#### What you will do
All of the data must be retyped exactly, with nothing left out.

-------- Data to process --------

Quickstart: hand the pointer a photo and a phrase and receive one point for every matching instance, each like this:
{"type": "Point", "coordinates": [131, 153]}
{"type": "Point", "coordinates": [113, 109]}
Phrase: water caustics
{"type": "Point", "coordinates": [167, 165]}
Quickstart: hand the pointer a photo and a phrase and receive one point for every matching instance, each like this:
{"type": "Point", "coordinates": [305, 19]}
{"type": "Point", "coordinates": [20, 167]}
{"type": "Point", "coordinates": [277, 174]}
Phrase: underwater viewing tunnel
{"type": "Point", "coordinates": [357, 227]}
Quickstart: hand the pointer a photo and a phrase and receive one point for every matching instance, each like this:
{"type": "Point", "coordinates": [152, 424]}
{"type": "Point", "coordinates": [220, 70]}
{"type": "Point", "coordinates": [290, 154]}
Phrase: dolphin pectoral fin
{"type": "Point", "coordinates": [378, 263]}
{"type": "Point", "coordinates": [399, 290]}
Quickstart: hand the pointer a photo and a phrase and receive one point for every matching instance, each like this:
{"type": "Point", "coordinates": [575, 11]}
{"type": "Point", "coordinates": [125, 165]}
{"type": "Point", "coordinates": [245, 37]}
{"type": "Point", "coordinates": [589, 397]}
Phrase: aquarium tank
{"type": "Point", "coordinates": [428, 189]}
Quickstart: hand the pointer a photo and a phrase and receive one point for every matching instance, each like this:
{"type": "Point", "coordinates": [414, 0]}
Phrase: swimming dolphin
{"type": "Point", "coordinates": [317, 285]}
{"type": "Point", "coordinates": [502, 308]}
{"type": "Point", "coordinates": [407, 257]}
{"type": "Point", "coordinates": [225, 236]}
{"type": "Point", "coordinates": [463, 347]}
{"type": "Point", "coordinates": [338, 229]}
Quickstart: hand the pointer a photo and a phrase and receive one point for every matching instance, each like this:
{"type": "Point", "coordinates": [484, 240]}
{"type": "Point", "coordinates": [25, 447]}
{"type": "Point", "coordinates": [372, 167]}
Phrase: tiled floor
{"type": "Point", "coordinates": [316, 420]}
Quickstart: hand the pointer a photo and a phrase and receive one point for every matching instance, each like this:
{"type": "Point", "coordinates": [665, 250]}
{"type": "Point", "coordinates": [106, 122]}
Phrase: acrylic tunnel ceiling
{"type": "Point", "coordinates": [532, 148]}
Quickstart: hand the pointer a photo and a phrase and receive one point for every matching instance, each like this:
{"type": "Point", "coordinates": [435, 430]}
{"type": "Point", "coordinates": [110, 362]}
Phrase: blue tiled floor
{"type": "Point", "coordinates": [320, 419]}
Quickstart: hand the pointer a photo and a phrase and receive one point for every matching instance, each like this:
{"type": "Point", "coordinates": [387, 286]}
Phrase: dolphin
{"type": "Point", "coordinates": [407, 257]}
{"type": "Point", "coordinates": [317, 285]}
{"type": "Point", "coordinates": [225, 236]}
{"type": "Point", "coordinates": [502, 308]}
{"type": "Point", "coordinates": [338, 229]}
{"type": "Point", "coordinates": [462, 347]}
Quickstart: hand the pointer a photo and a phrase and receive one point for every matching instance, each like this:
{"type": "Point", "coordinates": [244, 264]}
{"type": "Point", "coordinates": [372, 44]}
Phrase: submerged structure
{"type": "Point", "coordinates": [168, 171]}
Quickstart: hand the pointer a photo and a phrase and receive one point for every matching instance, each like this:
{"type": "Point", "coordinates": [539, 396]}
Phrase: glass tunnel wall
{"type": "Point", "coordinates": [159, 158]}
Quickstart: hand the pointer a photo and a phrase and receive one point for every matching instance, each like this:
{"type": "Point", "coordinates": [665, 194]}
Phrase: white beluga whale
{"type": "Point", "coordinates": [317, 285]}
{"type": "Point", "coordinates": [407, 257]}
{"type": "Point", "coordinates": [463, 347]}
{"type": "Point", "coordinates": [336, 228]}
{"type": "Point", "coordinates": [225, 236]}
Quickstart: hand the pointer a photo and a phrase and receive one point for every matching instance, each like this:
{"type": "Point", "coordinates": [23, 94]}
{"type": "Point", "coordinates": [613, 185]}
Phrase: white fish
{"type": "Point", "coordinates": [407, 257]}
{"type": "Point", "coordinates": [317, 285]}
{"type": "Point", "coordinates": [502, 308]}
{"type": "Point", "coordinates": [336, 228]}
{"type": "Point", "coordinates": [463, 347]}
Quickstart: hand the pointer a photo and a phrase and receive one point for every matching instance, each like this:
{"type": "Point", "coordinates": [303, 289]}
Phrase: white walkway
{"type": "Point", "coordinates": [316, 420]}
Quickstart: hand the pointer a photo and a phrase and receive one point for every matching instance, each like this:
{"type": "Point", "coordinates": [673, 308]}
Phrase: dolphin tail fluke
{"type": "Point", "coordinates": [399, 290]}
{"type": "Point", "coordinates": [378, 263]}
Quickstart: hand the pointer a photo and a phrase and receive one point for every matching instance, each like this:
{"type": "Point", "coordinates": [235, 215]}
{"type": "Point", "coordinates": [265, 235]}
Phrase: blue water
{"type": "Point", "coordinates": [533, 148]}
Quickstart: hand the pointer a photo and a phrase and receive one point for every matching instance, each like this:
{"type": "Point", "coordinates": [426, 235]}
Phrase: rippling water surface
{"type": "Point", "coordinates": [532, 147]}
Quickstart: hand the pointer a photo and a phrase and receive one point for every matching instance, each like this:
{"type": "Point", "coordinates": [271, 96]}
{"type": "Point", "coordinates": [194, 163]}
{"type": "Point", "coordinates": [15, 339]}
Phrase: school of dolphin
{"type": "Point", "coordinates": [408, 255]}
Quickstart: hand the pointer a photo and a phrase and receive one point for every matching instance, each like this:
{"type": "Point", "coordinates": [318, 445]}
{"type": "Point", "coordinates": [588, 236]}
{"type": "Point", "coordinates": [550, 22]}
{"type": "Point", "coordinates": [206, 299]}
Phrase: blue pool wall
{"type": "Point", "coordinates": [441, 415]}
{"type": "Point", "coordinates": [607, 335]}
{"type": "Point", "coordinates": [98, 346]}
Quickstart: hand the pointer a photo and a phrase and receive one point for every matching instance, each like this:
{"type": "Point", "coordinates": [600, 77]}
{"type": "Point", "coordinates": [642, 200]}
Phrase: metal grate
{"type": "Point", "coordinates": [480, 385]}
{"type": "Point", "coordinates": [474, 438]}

--------

#### Task output
Quickstart: hand the pointer a photo and a phrase and receive one point for every matching instance, each like this:
{"type": "Point", "coordinates": [131, 153]}
{"type": "Point", "coordinates": [113, 109]}
Phrase: water caustics
{"type": "Point", "coordinates": [167, 165]}
Quickstart: hand the pointer a photo and a phrase and receive one point for every matching instance, each like this:
{"type": "Point", "coordinates": [305, 19]}
{"type": "Point", "coordinates": [20, 167]}
{"type": "Point", "coordinates": [277, 174]}
Phrase: underwater viewing tunnel
{"type": "Point", "coordinates": [357, 227]}
Quickstart: hand the pointer a photo and a phrase and receive one point for every matching instance, each like this:
{"type": "Point", "coordinates": [152, 424]}
{"type": "Point", "coordinates": [220, 70]}
{"type": "Point", "coordinates": [290, 154]}
Phrase: dolphin pectoral fin
{"type": "Point", "coordinates": [378, 263]}
{"type": "Point", "coordinates": [399, 290]}
Quickstart: hand the pointer a photo and a phrase and receive one point for every matching instance, each like this:
{"type": "Point", "coordinates": [575, 11]}
{"type": "Point", "coordinates": [125, 165]}
{"type": "Point", "coordinates": [245, 37]}
{"type": "Point", "coordinates": [589, 397]}
Phrase: aquarium tank
{"type": "Point", "coordinates": [428, 189]}
Quickstart: hand the pointer a photo and a phrase and receive one point for every matching instance, each like this:
{"type": "Point", "coordinates": [414, 0]}
Phrase: swimming dolphin
{"type": "Point", "coordinates": [317, 285]}
{"type": "Point", "coordinates": [502, 308]}
{"type": "Point", "coordinates": [407, 257]}
{"type": "Point", "coordinates": [225, 236]}
{"type": "Point", "coordinates": [463, 347]}
{"type": "Point", "coordinates": [338, 229]}
Quickstart: hand the pointer a photo and a phrase and receive one point for every matching instance, each like this:
{"type": "Point", "coordinates": [484, 240]}
{"type": "Point", "coordinates": [25, 447]}
{"type": "Point", "coordinates": [372, 167]}
Phrase: tiled floor
{"type": "Point", "coordinates": [316, 420]}
Quickstart: hand the pointer a photo and a phrase and receive one point for every matching instance, each like this:
{"type": "Point", "coordinates": [665, 250]}
{"type": "Point", "coordinates": [106, 122]}
Phrase: acrylic tunnel ceiling
{"type": "Point", "coordinates": [532, 148]}
Quickstart: hand the pointer a photo and a phrase and receive one point for every matching instance, each like this:
{"type": "Point", "coordinates": [435, 430]}
{"type": "Point", "coordinates": [110, 362]}
Phrase: blue tiled floor
{"type": "Point", "coordinates": [320, 419]}
Quickstart: hand the pointer a photo and a phrase and receive one point for every matching instance, each like this:
{"type": "Point", "coordinates": [387, 286]}
Phrase: dolphin
{"type": "Point", "coordinates": [407, 257]}
{"type": "Point", "coordinates": [317, 285]}
{"type": "Point", "coordinates": [225, 236]}
{"type": "Point", "coordinates": [502, 308]}
{"type": "Point", "coordinates": [338, 229]}
{"type": "Point", "coordinates": [462, 347]}
Quickstart: hand the pointer a photo and a phrase and receive one point for every matching instance, each like this:
{"type": "Point", "coordinates": [244, 264]}
{"type": "Point", "coordinates": [372, 44]}
Phrase: submerged structure
{"type": "Point", "coordinates": [168, 171]}
Quickstart: hand the pointer a photo and a phrase and receive one point for every matching instance, each like this:
{"type": "Point", "coordinates": [539, 396]}
Phrase: glass tunnel wall
{"type": "Point", "coordinates": [159, 158]}
Quickstart: hand the pointer a photo and a phrase and receive one point for every matching instance, each like this:
{"type": "Point", "coordinates": [665, 194]}
Phrase: white beluga whale
{"type": "Point", "coordinates": [317, 285]}
{"type": "Point", "coordinates": [407, 257]}
{"type": "Point", "coordinates": [463, 347]}
{"type": "Point", "coordinates": [336, 228]}
{"type": "Point", "coordinates": [225, 236]}
Quickstart: hand the pointer a photo and a phrase and receive one point for every matching instance, each like this:
{"type": "Point", "coordinates": [23, 94]}
{"type": "Point", "coordinates": [613, 185]}
Phrase: white fish
{"type": "Point", "coordinates": [407, 257]}
{"type": "Point", "coordinates": [317, 285]}
{"type": "Point", "coordinates": [502, 308]}
{"type": "Point", "coordinates": [336, 228]}
{"type": "Point", "coordinates": [463, 347]}
Quickstart: hand the pointer a photo and a phrase and receive one point for every matching instance, each like this:
{"type": "Point", "coordinates": [303, 289]}
Phrase: white walkway
{"type": "Point", "coordinates": [316, 420]}
Quickstart: hand the pointer a photo and a phrase and receive one point for every matching instance, each like this:
{"type": "Point", "coordinates": [673, 308]}
Phrase: dolphin tail fluke
{"type": "Point", "coordinates": [399, 290]}
{"type": "Point", "coordinates": [378, 263]}
Quickstart: hand the pointer a photo and a phrase and receive one point for every matching instance, each like this:
{"type": "Point", "coordinates": [235, 215]}
{"type": "Point", "coordinates": [265, 235]}
Phrase: blue water
{"type": "Point", "coordinates": [533, 148]}
Quickstart: hand the pointer a photo and a phrase and receive one point for every matching instance, each like this:
{"type": "Point", "coordinates": [426, 235]}
Phrase: rippling water surface
{"type": "Point", "coordinates": [532, 147]}
Quickstart: hand the pointer a photo and a phrase and receive one point for every matching instance, each like this:
{"type": "Point", "coordinates": [271, 96]}
{"type": "Point", "coordinates": [194, 163]}
{"type": "Point", "coordinates": [15, 339]}
Phrase: school of dolphin
{"type": "Point", "coordinates": [408, 255]}
Quickstart: hand the pointer a photo and a phrase and receive one point for every matching instance, each like this:
{"type": "Point", "coordinates": [318, 445]}
{"type": "Point", "coordinates": [588, 236]}
{"type": "Point", "coordinates": [550, 22]}
{"type": "Point", "coordinates": [206, 299]}
Phrase: blue pool wall
{"type": "Point", "coordinates": [441, 415]}
{"type": "Point", "coordinates": [607, 335]}
{"type": "Point", "coordinates": [98, 346]}
Quickstart: hand the pointer a photo and a phrase and receive one point for every matching instance, each like this:
{"type": "Point", "coordinates": [600, 77]}
{"type": "Point", "coordinates": [642, 200]}
Phrase: metal grate
{"type": "Point", "coordinates": [480, 385]}
{"type": "Point", "coordinates": [474, 438]}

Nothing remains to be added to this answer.